— Start Record list —

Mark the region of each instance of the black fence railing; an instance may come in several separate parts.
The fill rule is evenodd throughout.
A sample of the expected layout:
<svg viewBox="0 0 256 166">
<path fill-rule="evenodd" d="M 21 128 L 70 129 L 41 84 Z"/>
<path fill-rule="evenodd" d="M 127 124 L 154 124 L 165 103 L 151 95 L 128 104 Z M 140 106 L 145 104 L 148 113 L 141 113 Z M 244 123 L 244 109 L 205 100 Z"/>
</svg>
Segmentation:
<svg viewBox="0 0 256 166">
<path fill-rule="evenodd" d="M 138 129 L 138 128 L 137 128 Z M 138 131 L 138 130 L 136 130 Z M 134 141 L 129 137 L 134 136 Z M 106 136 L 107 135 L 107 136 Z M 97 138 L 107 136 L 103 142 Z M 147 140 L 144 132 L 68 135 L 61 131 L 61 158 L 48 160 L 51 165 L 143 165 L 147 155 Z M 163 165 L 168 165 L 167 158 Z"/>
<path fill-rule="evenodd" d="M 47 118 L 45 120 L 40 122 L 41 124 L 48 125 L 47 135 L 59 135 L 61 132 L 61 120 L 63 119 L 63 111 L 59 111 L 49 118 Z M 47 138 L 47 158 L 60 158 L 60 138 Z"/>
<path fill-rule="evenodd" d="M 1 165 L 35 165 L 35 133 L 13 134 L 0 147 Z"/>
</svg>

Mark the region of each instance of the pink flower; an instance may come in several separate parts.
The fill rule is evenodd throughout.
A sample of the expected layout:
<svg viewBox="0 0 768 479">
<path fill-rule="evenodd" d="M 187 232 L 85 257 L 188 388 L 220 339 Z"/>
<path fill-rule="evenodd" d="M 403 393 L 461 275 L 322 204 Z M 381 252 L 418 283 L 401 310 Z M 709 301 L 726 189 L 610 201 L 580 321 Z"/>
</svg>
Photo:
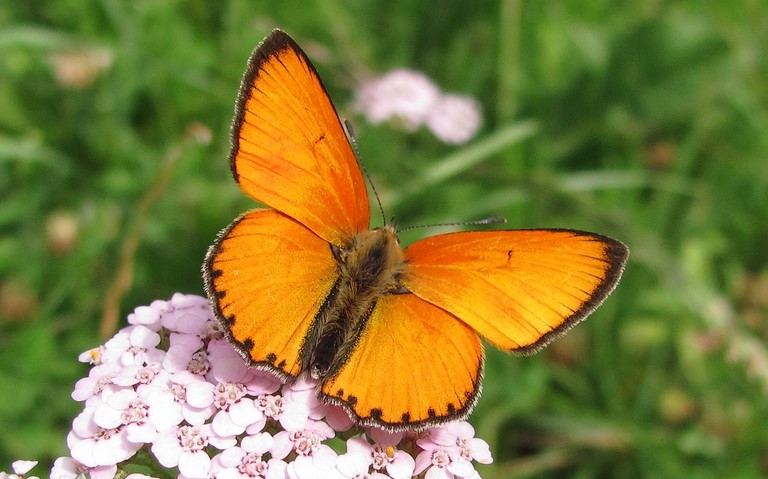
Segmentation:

— End Record list —

(Set exercise): Repeat the part of the entries that begins with the line containing "Mark the region of each instance of the pink" and continues through the end of the entries, leaving the pictures out of your answer.

(Response to the task):
Mark the region of each instance of the pink flower; an instance may come in several separate parts.
The fill rule is evenodd throughout.
A sample of the expected layout:
<svg viewBox="0 0 768 479">
<path fill-rule="evenodd" d="M 187 232 L 85 257 L 188 388 L 220 339 Z"/>
<path fill-rule="evenodd" d="M 403 393 L 461 275 L 322 204 Z M 381 252 L 418 283 L 401 310 Z M 709 301 L 726 189 L 610 201 L 580 321 Z"/>
</svg>
Photo:
Segmentation:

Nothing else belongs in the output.